Coordinate annotation entries →
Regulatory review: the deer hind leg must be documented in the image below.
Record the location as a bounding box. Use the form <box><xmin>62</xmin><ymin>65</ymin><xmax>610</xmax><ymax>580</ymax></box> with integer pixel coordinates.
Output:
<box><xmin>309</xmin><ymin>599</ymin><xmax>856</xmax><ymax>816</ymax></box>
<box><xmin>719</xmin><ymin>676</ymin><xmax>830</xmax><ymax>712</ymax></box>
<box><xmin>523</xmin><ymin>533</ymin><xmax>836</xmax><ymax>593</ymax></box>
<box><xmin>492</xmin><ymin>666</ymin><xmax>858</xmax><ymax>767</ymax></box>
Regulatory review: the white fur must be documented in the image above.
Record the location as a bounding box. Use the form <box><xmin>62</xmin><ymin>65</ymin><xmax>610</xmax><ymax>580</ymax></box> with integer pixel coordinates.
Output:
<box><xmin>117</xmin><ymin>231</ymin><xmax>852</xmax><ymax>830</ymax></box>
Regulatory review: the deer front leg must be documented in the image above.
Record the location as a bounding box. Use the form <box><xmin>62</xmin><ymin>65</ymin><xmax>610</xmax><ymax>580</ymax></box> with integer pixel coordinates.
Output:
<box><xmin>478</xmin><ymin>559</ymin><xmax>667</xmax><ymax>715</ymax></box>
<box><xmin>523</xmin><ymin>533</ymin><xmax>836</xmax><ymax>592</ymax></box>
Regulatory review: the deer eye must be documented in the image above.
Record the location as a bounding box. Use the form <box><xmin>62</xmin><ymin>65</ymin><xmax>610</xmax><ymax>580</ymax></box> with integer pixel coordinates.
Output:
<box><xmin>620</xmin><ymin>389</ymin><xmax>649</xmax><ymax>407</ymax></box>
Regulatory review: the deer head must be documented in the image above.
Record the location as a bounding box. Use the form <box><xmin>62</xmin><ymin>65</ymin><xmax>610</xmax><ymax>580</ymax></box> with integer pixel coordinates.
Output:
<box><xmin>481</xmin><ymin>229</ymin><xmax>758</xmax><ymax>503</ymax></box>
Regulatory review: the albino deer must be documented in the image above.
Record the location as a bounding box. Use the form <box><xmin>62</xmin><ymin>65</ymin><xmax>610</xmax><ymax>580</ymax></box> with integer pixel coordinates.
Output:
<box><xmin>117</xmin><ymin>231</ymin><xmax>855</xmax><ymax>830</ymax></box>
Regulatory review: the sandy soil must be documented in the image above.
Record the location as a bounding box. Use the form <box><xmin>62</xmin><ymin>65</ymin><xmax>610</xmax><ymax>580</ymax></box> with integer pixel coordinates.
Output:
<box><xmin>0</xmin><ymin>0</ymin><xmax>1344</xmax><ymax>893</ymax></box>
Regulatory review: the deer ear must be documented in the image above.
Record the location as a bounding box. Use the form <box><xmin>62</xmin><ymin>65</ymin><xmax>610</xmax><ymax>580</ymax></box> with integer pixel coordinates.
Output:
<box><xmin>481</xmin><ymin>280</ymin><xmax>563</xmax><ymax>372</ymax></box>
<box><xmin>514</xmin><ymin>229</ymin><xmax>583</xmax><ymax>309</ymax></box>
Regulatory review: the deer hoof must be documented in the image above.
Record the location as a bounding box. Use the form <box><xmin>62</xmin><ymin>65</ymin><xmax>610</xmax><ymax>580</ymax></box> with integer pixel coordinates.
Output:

AIM →
Rewrite every line of the records, starting with the line that contains "Regulatory review: the deer ear" and going on through the end of the records. Increase each coordinate in the boxes listed under an "Output:" line by 146, and leave all other lines, including the format sample, unchanged.

THE REPLY →
Regulatory review: the deer ear must be documented in the image above.
Record the location as a bounding box. Use the form <box><xmin>62</xmin><ymin>65</ymin><xmax>610</xmax><ymax>580</ymax></box> with integer pixel coordinates.
Output:
<box><xmin>627</xmin><ymin>426</ymin><xmax>709</xmax><ymax>518</ymax></box>
<box><xmin>660</xmin><ymin>375</ymin><xmax>729</xmax><ymax>455</ymax></box>
Regulatory review: the deer hoof must be documented in the image above.
Record the location as a bounding box. Use the form <box><xmin>62</xmin><ymin>65</ymin><xmax>610</xmax><ymax>580</ymax></box> with integer pixel coordinates.
Output:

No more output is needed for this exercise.